**Objective**
Recast every line of the rows below as a Markdown table with two columns, No. for the line's number and Line for its text, skipping any blank lines. Leave the pictures out of the table.

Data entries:
* * * * * * *

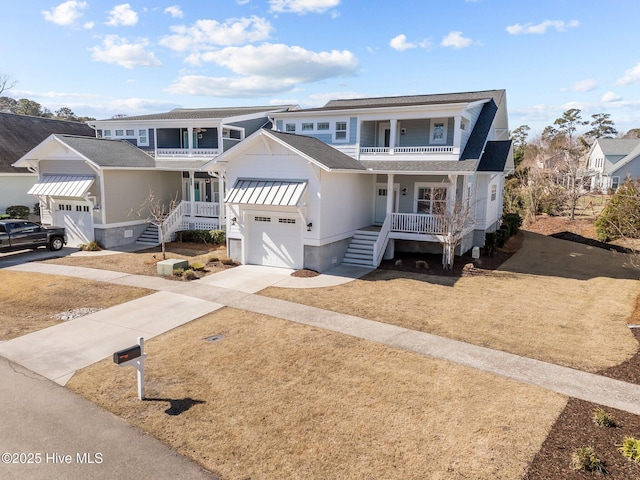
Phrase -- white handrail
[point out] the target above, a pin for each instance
(381, 243)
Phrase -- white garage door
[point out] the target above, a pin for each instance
(275, 240)
(77, 218)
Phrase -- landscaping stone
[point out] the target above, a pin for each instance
(166, 267)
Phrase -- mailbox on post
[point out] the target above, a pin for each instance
(127, 354)
(133, 356)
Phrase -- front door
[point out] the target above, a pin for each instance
(381, 202)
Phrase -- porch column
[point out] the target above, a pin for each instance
(192, 193)
(390, 194)
(221, 208)
(392, 136)
(189, 144)
(457, 132)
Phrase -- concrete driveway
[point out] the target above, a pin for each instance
(19, 257)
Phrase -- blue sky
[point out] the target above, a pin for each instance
(102, 58)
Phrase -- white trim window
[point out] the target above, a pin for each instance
(341, 132)
(143, 136)
(438, 131)
(430, 198)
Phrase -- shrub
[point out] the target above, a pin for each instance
(514, 221)
(189, 275)
(490, 245)
(630, 448)
(585, 458)
(603, 419)
(18, 211)
(90, 247)
(218, 237)
(197, 266)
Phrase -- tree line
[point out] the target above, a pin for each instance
(24, 106)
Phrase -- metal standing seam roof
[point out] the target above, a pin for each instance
(75, 186)
(283, 193)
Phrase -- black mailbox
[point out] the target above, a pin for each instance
(127, 354)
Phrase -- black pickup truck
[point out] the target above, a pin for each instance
(22, 234)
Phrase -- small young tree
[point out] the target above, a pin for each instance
(154, 211)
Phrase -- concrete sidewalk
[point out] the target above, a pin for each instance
(236, 288)
(71, 438)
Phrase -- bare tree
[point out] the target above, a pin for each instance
(154, 211)
(454, 219)
(6, 83)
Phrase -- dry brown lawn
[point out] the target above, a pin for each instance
(555, 300)
(144, 262)
(276, 400)
(30, 300)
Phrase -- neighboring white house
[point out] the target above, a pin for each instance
(355, 179)
(18, 135)
(612, 160)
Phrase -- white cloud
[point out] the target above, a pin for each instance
(540, 28)
(122, 15)
(584, 86)
(456, 40)
(611, 97)
(630, 76)
(119, 51)
(265, 70)
(302, 7)
(206, 34)
(66, 13)
(400, 43)
(174, 11)
(283, 61)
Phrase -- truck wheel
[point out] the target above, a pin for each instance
(56, 244)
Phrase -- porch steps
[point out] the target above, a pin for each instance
(149, 236)
(360, 251)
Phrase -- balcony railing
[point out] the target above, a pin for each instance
(412, 150)
(186, 152)
(416, 223)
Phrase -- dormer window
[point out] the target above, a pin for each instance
(439, 130)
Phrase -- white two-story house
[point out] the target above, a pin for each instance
(355, 180)
(95, 186)
(611, 160)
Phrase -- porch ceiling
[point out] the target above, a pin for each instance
(70, 186)
(285, 193)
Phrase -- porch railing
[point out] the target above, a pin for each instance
(186, 152)
(415, 223)
(394, 150)
(202, 217)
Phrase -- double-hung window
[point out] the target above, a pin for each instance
(431, 199)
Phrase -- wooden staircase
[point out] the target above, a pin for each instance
(360, 251)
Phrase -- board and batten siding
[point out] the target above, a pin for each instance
(125, 191)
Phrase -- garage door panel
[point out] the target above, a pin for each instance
(76, 218)
(275, 240)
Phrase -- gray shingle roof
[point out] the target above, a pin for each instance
(200, 113)
(19, 134)
(426, 166)
(478, 138)
(434, 99)
(109, 153)
(618, 146)
(323, 153)
(495, 156)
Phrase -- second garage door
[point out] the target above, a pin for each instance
(275, 240)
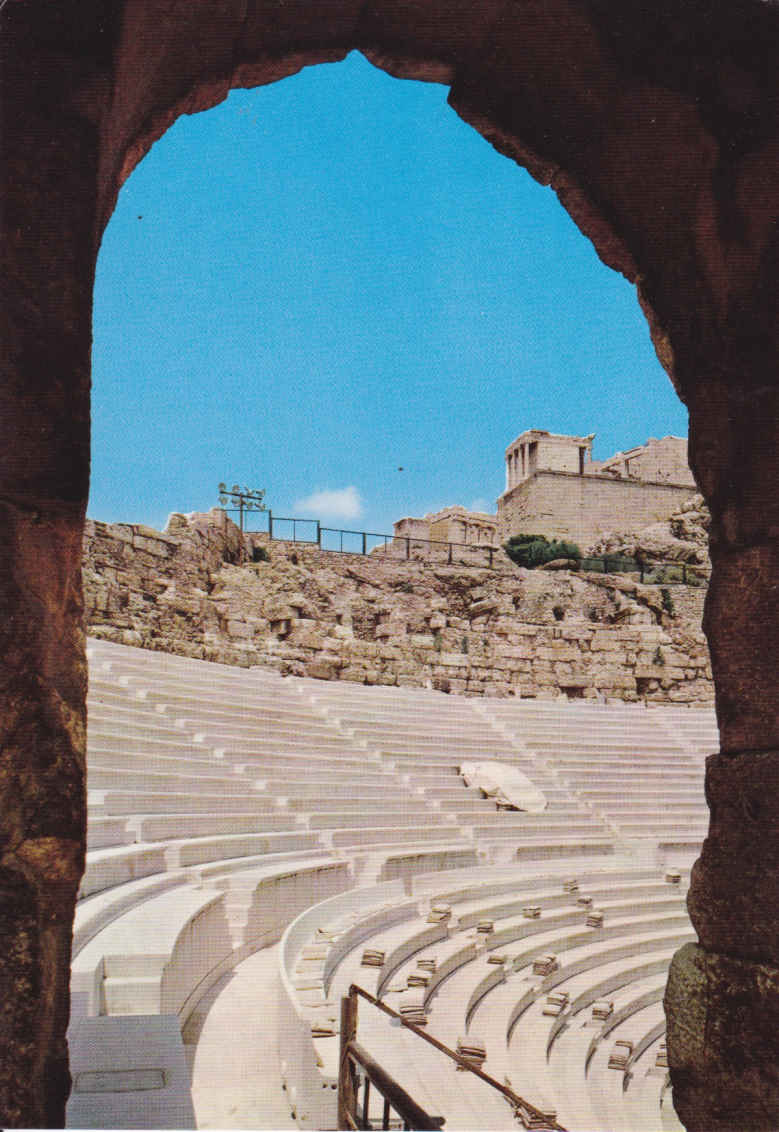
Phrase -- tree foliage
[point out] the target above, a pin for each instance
(532, 550)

* * * * * * *

**Result of this task**
| No. | Line |
|---|---|
| 1 | Phrase -- white handrail |
| 2 | [point out] the target above, a pin for each instance |
| 3 | (381, 243) |
| 4 | Phrase -- white garage door |
| 5 | [point out] the target above, a pin for each instance |
| 6 | (275, 240) |
| 7 | (77, 218) |
| 8 | Phrase -- landscaping stone |
| 9 | [point out] the target above, a pin for each instance |
| 10 | (166, 267) |
| 11 | Phrase -- mailbox on post |
| 12 | [point out] the target above, a pin for each instance |
| 13 | (127, 354) |
| 14 | (133, 356) |
| 15 | Phrase -- front door |
| 16 | [point out] the target above, a pin for each instance |
| 17 | (381, 202) |
| 18 | Phrase -- porch column |
| 19 | [point out] the target above, a pin for each instance |
| 20 | (192, 193) |
| 21 | (390, 194) |
| 22 | (221, 208) |
| 23 | (392, 136) |
| 24 | (189, 144) |
| 25 | (457, 132) |
| 26 | Phrase -- concrete driveway |
| 27 | [point out] the target above, a pin for each instance |
| 28 | (19, 257) |
| 29 | Phrase -- blue sky |
| 30 | [point out] the target above, a pin for each instance |
| 31 | (102, 58) |
| 32 | Phrase -- white trim window |
| 33 | [point out] the target above, a pin for each instance |
| 34 | (341, 132) |
| 35 | (143, 136) |
| 36 | (438, 131) |
| 37 | (430, 198) |
| 38 | Phrase -- shrub |
| 39 | [point out] the target above, a pin for each instance |
| 40 | (514, 221) |
| 41 | (189, 275) |
| 42 | (490, 245) |
| 43 | (630, 448) |
| 44 | (585, 458) |
| 45 | (603, 419) |
| 46 | (18, 211) |
| 47 | (90, 247) |
| 48 | (218, 237) |
| 49 | (197, 266) |
| 50 | Phrase -- tree line |
| 51 | [point out] the target above, a pin for each instance |
| 52 | (24, 106) |
| 53 | Phrase -- metal standing seam roof |
| 54 | [point out] the target above, a pin for each instance |
| 55 | (75, 186) |
| 56 | (283, 193) |
| 57 | Phrase -- black mailbox |
| 58 | [point out] the target above, a pin for each instance |
| 59 | (127, 354) |
| 60 | Phrase -- black pickup truck |
| 61 | [point out] the target above, a pin for each instance |
| 62 | (22, 234) |
| 63 | Phrase -- small young tree |
| 64 | [point out] the target above, a pin for each instance |
| 65 | (154, 211) |
| 66 | Phrase -- concrete sidewalk |
| 67 | [point out] the target above, a pin for each instance |
| 68 | (236, 288) |
| 69 | (71, 438) |
| 70 | Phrase -- bare tree |
| 71 | [point out] the target above, a pin for each instance |
| 72 | (154, 211) |
| 73 | (454, 219) |
| 74 | (6, 83) |
| 75 | Phrase -- dry brown lawn |
| 76 | [point out] the target above, a pin for each instance |
| 77 | (555, 300) |
| 78 | (144, 262) |
| 79 | (276, 400) |
| 80 | (30, 300) |
| 81 | Phrase -- neighboring white house |
| 82 | [point out] the target above, a pin for each instance |
| 83 | (355, 179) |
| 84 | (18, 135) |
| 85 | (612, 160) |
| 86 | Phrase -- white cloud |
| 87 | [point out] the target above, a pin for each instance |
| 88 | (540, 28) |
| 89 | (122, 15) |
| 90 | (584, 86) |
| 91 | (456, 40) |
| 92 | (611, 97) |
| 93 | (630, 76) |
| 94 | (119, 51) |
| 95 | (265, 70) |
| 96 | (302, 7) |
| 97 | (206, 34) |
| 98 | (66, 13) |
| 99 | (400, 43) |
| 100 | (174, 11) |
| 101 | (283, 61) |
| 102 | Phrase -- truck wheel |
| 103 | [point out] the target above, a pin for each instance |
| 104 | (56, 244) |
| 105 | Phrase -- porch steps |
| 106 | [point out] the target above, a pin for each instance |
| 107 | (149, 236) |
| 108 | (360, 251) |
| 109 | Phrase -- balcony railing |
| 110 | [point out] the target above, a pin for each instance |
| 111 | (412, 150) |
| 112 | (186, 152) |
| 113 | (416, 223) |
| 114 | Phrase -- dormer window |
| 115 | [point out] the target above, a pin for each instance |
| 116 | (439, 130) |
| 117 | Phrase -- white two-story house |
| 118 | [point out] the target above, a pin for each instance |
| 119 | (355, 180) |
| 120 | (95, 186) |
| 121 | (611, 160) |
| 122 | Phrase -- porch ceiling |
| 123 | [point out] the target above, a pin for each instance |
| 124 | (70, 186) |
| 125 | (285, 193) |
| 126 | Phrase -- porch railing |
| 127 | [point out] the target above, a pin for each instance |
| 128 | (186, 152) |
| 129 | (415, 223) |
| 130 | (394, 150) |
| 131 | (202, 217) |
| 132 | Phrase -- double-hung window |
| 133 | [point out] the target above, a pin for each instance |
| 134 | (431, 199) |
| 135 | Phrase -- wooden staircase |
| 136 | [point out] the target above, a pin for each instance |
| 137 | (360, 251) |
| 138 | Phrase -- board and batten siding |
| 139 | [point out] the target above, a pin for each instance |
| 140 | (125, 191) |
| 141 | Phrase -- garage door panel |
| 142 | [point out] the target above, a pin for each instance |
| 143 | (76, 218) |
| 144 | (275, 240) |
| 145 | Phrase -- gray shingle roof |
| 146 | [point out] the target above, a pin for each instance |
| 147 | (200, 113) |
| 148 | (19, 134) |
| 149 | (426, 166) |
| 150 | (478, 138) |
| 151 | (434, 99) |
| 152 | (109, 153) |
| 153 | (618, 146) |
| 154 | (323, 153) |
| 155 | (495, 156) |
| 156 | Phrase -- second garage door |
| 157 | [point out] the target above, a pin for each instance |
| 158 | (275, 240) |
| 159 | Phrase -- tree foliage |
| 160 | [point out] the target above, a pin for each instance |
| 161 | (532, 550) |